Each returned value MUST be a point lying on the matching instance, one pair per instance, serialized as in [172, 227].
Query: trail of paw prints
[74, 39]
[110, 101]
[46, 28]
--
WHAT IS NEEDED
Can you convert the entries above into a two-column CSV with the headers "prompt" and "response", one row per entry, where "prompt" holds the entry's text and "response" its answer, each wrapped in double quotes with line breaks replaced by spaces?

CORRECT OUTPUT
prompt,response
"Each returned value MUST be a point lying on the matching instance, one pair per instance, serialized as in [172, 227]. Query: trail of paw prints","[74, 39] [110, 101] [46, 28]"